Supreme Court chips away at federal agency power
By Andrew Chung
WASHINGTON (Reuters) - The U.S. Supreme Court on Wednesday constrained the power of federal agencies, scaling back a legal doctrine that calls for judges to give agencies deference to interpret their own rules but declining to eliminate it as four conservative justices wanted.
The court, in a ruling written by liberal Justice Elena Kagan, unanimously sided with a Vietnam War veteran who sued the U.S. Department of Veterans Affairs (VA) after being denied retroactive disability benefits. But the justices split 5-4 in deciding not to entirely throw out the legal doctrine called "Auer deference," which is rooted in Supreme Court precedents dating back to 1945.
"So the doctrine emerges maimed and enfeebled - in truth, zombified," wrote conservative Justice Neil Gorsuch, who had wanted to terminate Auer deference.
Paring back the regulatory authority of federal agencies - which can control rules in important areas such as energy, climate change and the workplace - has been a key goal of many business and conservative groups, which complain about what they call the "administrative state."
The new limits on Auer deference could constrict administrative agencies from issuing or maintaining certain policies and rules.
The Supreme Court threw out a lower court's ruling denying retired U.S. Marine James Kisor, 75, benefits dating back to 1982 arising from battle-related post-traumatic stress disorder. The justices sent the case back to the lower court to reconsider Kisor's claim on the meaning of a regulation that the VA had said was unfavorable to Kisor.
Kagan was joined by the three other liberal justices and conservative Chief Justice John Roberts in deciding that the court should uphold Auer deference because of its longstanding tradition of adhering to prior decisions, a principle known as stare decisis.
Gorsuch and fellow conservative Justices Clarence Thomas, Samuel Alito and Brett Kavanaugh said Auer deference should have been formally eliminated since it is already on "life support."

● WHAT TO DO
1. For each statement below, say yes or no according to the Supreme Court article, quoting the words that decide it: (a) Justice Neil Gorsuch wrote the court's ruling. (b) James Kisor is a retired U.S. Marine. (c) The justices voted 5-4 to eliminate Auer deference entirely.
2. Set down the passage of the Supreme Court article from "Supreme Court chips" to "conservative justices wanted.", matching the text word for word.
3. Resume the Supreme Court article after its last paragraph, writing on from that point.
The records after this point are separate material, unrelated to the Supreme Court article.

● DATA EXTRACT

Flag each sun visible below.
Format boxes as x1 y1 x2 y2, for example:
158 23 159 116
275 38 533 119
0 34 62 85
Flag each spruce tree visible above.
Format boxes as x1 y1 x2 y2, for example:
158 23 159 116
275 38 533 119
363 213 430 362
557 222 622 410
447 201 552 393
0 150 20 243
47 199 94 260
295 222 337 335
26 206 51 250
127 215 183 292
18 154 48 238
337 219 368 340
--
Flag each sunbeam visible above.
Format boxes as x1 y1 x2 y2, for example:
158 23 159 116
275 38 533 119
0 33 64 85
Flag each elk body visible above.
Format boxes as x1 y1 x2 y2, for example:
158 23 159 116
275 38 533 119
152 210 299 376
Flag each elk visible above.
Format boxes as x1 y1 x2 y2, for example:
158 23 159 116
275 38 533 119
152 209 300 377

● RESPONSE LIST
1.
(a) No: "in a ruling written by liberal Justice Elena Kagan"
(b) Yes: "retired U.S. Marine James Kisor, 75"
(c) No: "the justices split 5-4 in deciding not to entirely throw out the legal doctrine called "Auer deference,""

2.
Supreme Court chips away at federal agency power
By Andrew Chung
WASHINGTON (Reuters) - The U.S. Supreme Court on Wednesday constrained the power of federal agencies, scaling back a legal doctrine that calls for judges to give agencies deference to interpret their own rules but declining to eliminate it as four conservative justices wanted.

3.
Kisor's attorney, Paul Hughes, said the ruling significantly narrows agency authority and "delivers a significant victory, not only for our client James Kisor, but also for regulated parties across the spectrum."
TRUMP PURSUES DEREGULATION
Republican President Donald Trump has pursued extensive deregulation including efforts to roll back government regulations related to environmental protections, financial services and other industries. Trump's Justice Department defended the VA in the case and had argued that Auer deference should be narrowed, but not overruled.
The doctrine's critics have said judicial deference has allowed agencies to accumulate power by enabling them to issue vague or burdensome regulations and then enforce them according to the policy preferences of unelected administrators.
Supporters of judicial deference have said the views of agencies should be accorded greater weight because they often have technical expertise that judges lack. Some liberals view the attack on the "administrative state" as an effort by conservatives to hinder government regulation of a wide range of businesses.
Sam Berger of the liberal advocacy group Center for American Progress said it was heartening that the court did not "wipe away decades of precedent to favor the interests of big businesses and the wealthy over everyone else."
The name of the doctrine arose from a 1997 Supreme Court ruling in the case Auer v. Robbins, which extended a 1945 precedent in the case Bowles v. Seminole Rock & Sand Co that had accepted an agency's take unless it was plainly wrong or inconsistent with the regulation.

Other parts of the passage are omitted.